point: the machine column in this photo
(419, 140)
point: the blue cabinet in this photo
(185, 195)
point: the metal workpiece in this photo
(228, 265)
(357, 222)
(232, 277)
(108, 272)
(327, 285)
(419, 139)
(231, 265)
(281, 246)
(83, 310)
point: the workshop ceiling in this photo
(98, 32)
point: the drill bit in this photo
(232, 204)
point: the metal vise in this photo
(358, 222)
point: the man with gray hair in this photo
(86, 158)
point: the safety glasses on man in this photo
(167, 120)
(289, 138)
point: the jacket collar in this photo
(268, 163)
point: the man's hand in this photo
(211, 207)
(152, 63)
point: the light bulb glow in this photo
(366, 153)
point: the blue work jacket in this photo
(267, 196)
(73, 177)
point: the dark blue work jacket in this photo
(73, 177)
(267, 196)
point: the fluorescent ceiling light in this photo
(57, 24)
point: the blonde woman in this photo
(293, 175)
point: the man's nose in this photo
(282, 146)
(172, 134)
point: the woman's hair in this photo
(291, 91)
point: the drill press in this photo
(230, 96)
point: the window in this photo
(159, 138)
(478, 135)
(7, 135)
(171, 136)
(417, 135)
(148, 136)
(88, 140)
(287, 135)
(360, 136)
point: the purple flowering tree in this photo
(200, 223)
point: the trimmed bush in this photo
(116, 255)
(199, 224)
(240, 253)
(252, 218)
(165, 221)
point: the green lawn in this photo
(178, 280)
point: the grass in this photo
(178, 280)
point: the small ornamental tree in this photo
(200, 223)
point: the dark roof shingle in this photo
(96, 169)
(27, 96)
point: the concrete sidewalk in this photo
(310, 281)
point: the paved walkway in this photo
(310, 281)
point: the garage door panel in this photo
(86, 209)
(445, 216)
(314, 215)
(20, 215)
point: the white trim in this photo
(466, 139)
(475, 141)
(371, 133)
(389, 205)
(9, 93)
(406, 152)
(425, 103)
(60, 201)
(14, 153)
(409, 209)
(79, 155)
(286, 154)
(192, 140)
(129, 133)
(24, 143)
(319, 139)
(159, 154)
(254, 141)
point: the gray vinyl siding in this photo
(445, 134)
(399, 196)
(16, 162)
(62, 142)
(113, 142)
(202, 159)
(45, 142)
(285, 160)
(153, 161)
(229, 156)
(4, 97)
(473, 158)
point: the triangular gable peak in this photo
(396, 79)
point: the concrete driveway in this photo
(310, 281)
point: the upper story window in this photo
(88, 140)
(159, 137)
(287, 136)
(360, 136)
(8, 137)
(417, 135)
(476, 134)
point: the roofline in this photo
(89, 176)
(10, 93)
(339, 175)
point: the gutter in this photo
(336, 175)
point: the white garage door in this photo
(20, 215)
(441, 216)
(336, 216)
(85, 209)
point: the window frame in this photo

◆ Assignment: From the first line to the last, transcribe the records exactly.

◆ Solution to the problem:
point: the machine column in this photo
(419, 140)
point: the blue cabinet in this photo
(185, 195)
point: the metal workpiece in this photo
(228, 265)
(357, 222)
(232, 277)
(108, 272)
(327, 285)
(419, 139)
(231, 265)
(281, 246)
(83, 310)
point: the workshop ceiling in this photo
(98, 32)
point: the drill bit in this photo
(232, 204)
point: the metal vise in this photo
(358, 222)
point: the man with gray hair in this photo
(86, 158)
point: the safety glasses on man in this photo
(167, 120)
(289, 138)
point: the jacket collar in this photo
(268, 163)
point: the man's hand in this photo
(211, 207)
(152, 63)
point: the light bulb glow in this photo
(366, 153)
point: the blue work jacket in this photo
(267, 196)
(73, 177)
point: the dark blue work jacket in this photo
(73, 177)
(267, 196)
point: the fluorescent ceiling light in this photo
(57, 24)
point: the blonde woman in this photo
(293, 175)
point: the man's nose in this photo
(282, 146)
(172, 134)
point: the woman's hair in this photo
(291, 91)
point: the drill press in this photo
(230, 96)
point: the window in this photo
(159, 138)
(478, 135)
(7, 135)
(171, 136)
(417, 135)
(148, 136)
(88, 140)
(287, 135)
(360, 136)
point: the purple flowering tree in this photo
(200, 223)
point: the trimmed bush in this photo
(116, 255)
(199, 224)
(240, 253)
(252, 218)
(165, 221)
point: the green lawn in this photo
(178, 280)
point: the grass in this photo
(178, 280)
point: the small ornamental tree in this photo
(200, 223)
point: the dark roof shingle in this photo
(96, 169)
(27, 96)
point: the concrete sidewalk in this photo
(310, 281)
point: the paved walkway in this photo
(310, 281)
point: the garage door panel in this photo
(86, 209)
(445, 216)
(314, 215)
(20, 215)
point: the white trim in this photo
(466, 139)
(475, 141)
(371, 133)
(389, 205)
(9, 93)
(406, 152)
(425, 103)
(60, 201)
(14, 153)
(409, 209)
(79, 155)
(286, 154)
(192, 140)
(129, 133)
(24, 143)
(319, 139)
(159, 154)
(254, 141)
point: the gray vinyl siding in this photo
(445, 134)
(399, 196)
(16, 162)
(62, 142)
(113, 142)
(202, 159)
(45, 142)
(285, 160)
(153, 161)
(229, 156)
(4, 97)
(473, 158)
point: the triangular gable peak in this photo
(396, 79)
point: the concrete driveway in this photo
(310, 281)
point: the upper story window in this photo
(88, 140)
(159, 137)
(287, 136)
(360, 136)
(8, 137)
(417, 135)
(476, 134)
point: the roofline in this photo
(89, 176)
(10, 93)
(339, 175)
point: the gutter in this photo
(336, 175)
point: the white garage door in this photo
(20, 215)
(441, 216)
(336, 216)
(85, 209)
point: the window frame in this photo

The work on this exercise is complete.